=== GIVEN EXERCISE ===
Can you locate every line in the records below that contains the word "bicycle" and copy each of those lines?

Collected data entries
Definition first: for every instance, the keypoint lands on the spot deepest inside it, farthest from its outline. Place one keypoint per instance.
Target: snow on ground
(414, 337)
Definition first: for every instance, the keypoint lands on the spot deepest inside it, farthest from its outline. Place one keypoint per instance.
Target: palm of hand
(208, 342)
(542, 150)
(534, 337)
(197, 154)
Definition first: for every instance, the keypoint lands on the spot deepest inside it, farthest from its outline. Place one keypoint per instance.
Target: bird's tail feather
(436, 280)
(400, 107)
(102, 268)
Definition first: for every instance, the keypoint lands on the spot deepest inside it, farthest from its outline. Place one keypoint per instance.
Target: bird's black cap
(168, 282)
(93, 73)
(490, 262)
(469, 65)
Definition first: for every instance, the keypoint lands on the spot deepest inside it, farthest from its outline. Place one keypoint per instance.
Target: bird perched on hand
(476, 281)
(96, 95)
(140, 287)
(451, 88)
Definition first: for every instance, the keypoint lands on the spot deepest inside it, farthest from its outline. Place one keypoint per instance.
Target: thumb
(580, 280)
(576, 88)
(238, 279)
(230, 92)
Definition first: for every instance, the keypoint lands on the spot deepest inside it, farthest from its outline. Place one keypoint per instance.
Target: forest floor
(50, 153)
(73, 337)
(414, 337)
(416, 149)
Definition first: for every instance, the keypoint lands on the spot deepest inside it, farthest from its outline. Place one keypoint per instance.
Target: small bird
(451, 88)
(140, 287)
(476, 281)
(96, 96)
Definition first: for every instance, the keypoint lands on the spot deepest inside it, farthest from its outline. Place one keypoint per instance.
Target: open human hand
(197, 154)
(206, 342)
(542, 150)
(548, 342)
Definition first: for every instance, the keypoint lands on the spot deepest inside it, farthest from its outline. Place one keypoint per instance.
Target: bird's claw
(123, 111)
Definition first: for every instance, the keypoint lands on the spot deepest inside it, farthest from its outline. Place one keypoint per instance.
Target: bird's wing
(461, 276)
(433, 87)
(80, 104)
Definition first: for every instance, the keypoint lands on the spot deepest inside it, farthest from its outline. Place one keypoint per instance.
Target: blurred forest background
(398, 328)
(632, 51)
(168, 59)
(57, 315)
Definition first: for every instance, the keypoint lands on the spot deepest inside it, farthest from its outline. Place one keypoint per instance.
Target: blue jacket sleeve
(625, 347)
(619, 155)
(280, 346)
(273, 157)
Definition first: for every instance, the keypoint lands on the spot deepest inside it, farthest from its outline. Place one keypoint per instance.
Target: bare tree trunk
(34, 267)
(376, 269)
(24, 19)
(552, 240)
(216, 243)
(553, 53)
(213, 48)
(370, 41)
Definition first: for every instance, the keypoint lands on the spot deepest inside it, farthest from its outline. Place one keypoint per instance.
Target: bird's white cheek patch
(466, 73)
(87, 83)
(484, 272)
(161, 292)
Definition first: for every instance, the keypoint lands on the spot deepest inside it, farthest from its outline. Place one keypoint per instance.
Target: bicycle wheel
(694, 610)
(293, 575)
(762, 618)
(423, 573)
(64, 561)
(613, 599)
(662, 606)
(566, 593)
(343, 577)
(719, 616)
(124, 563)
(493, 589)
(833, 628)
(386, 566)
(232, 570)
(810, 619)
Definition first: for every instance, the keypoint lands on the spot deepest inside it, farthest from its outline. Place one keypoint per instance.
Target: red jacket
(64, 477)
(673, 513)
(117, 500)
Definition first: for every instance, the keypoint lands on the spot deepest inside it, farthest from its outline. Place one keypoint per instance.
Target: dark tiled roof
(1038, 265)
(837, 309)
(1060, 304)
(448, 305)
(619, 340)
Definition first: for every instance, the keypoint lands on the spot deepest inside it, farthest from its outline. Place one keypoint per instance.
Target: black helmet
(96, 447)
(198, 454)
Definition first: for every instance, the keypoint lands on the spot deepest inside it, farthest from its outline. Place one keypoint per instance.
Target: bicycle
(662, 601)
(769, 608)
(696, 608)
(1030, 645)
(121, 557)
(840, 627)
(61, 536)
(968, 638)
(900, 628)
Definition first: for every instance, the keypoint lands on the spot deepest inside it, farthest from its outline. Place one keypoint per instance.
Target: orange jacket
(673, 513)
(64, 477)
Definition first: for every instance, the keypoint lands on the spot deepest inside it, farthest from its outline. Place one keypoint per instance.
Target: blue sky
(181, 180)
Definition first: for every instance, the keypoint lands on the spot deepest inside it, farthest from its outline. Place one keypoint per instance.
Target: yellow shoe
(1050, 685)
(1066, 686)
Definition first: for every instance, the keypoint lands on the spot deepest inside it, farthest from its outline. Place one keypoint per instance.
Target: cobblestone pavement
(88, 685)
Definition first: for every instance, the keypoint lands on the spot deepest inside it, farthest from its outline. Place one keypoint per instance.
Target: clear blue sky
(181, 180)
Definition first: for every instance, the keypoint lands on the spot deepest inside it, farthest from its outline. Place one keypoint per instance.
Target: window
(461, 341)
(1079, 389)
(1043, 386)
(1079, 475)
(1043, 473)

=== SOLUTION BELOW ===
Target: bicycle wheel
Target: bicycle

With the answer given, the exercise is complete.